• [PROMPT]:
Restate the records below word for word.

• [Entries from a dataset]:
**********

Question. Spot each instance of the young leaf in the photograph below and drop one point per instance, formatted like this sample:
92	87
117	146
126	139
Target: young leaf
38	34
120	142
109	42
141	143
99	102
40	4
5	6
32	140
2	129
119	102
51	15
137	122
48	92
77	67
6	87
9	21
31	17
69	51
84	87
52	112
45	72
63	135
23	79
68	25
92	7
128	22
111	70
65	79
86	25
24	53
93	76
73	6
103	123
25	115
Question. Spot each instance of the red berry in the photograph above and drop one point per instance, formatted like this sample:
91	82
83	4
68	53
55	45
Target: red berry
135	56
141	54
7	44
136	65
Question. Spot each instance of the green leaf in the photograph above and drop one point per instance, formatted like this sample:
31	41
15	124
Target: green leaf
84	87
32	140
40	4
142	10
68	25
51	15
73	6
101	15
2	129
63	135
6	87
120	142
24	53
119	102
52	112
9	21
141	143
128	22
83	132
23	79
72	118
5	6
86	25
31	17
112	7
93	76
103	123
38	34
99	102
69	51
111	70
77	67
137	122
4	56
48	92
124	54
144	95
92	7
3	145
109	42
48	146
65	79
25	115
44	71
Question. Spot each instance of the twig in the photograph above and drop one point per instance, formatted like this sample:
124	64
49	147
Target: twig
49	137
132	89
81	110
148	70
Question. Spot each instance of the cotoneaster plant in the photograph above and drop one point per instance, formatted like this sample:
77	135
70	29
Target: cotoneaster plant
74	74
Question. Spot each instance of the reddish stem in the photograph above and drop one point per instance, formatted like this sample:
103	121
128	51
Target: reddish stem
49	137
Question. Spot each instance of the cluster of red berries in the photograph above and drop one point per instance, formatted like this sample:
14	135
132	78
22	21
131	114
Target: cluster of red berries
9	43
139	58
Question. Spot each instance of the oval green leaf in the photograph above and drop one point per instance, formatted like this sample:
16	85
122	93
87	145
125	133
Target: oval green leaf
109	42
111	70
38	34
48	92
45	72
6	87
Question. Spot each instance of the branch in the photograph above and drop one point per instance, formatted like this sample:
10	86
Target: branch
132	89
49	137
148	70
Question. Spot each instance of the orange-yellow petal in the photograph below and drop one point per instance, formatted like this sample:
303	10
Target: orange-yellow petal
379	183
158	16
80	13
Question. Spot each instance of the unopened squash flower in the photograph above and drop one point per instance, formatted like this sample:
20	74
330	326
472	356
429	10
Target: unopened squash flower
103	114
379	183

**********

• [ANSWER FOR THE TASK]:
Question. Spot each instance of the young leaf in the photograph below and drop one point per instance, formatted like this sample:
92	87
117	146
126	139
Target: young leaf
38	34
120	142
109	42
141	143
99	102
40	4
5	6
32	140
2	129
119	102
51	15
137	122
48	92
77	67
6	87
9	21
31	17
69	51
84	87
52	112
45	72
63	135
23	79
68	25
92	7
128	22
111	70
65	79
86	25
24	53
93	76
73	6
103	123
25	115
Question. Spot each instance of the red berry in the photograph above and drop one point per instance, formatted like this sample:
91	82
83	4
68	53
55	45
Target: red berry
135	56
141	54
7	44
136	65
Question. Spot each instance of the green leaf in the photograph above and drop one point per instance, formatted like this sample:
31	41
15	124
Target: green leaf
84	87
32	140
40	4
142	10
68	25
51	15
73	6
101	15
2	129
63	135
6	87
120	142
24	53
119	102
52	112
9	21
141	143
128	22
83	132
23	79
72	118
5	6
86	25
31	17
112	7
93	76
103	123
38	34
99	102
69	51
111	70
77	67
137	122
4	56
48	92
124	54
144	95
92	7
3	145
109	42
48	146
65	79
25	115
44	71
Question. Spot each instance of the twig in the photograph above and drop one point per instance, formatted like this sample:
124	64
49	147
Target: twig
49	137
132	89
81	110
148	70
Question. Spot each instance of the cotoneaster plant in the photograph above and drop one point per instance, formatted like this sample:
77	135
70	29
Target: cotoneaster plant
74	74
Question. Spot each instance of the reddish stem in the photograph above and drop one point per instance, formatted like this sample:
103	121
128	51
Target: reddish stem
49	137
Question. Spot each instance of the cluster of red berries in the photograph above and drop one point per instance, formatted like this sample:
14	135
132	78
22	21
131	114
Target: cluster of red berries
9	43
139	58
Question. Spot each instance of the oval green leaf in the photograph above and drop one point per instance, formatted like this sample:
16	85
122	93
87	145
125	133
Target: oval green leaf
109	42
111	70
38	34
48	92
45	72
6	87
Question. Spot each instance of the branch in the photograph above and drop one point per instance, formatted like this sample:
10	86
Target: branch
132	89
49	137
148	70
Question. Spot each instance of the orange-yellow petal in the photograph below and drop one point per instance, formatted like this sample:
303	10
Target: orange-yellow petal
379	183
158	16
80	13
Question. Spot each instance of the unopened squash flower in the photograph above and drop one point per instance, formatted like this sample:
20	74
330	326
472	356
429	10
Target: unopened squash flower
103	114
379	183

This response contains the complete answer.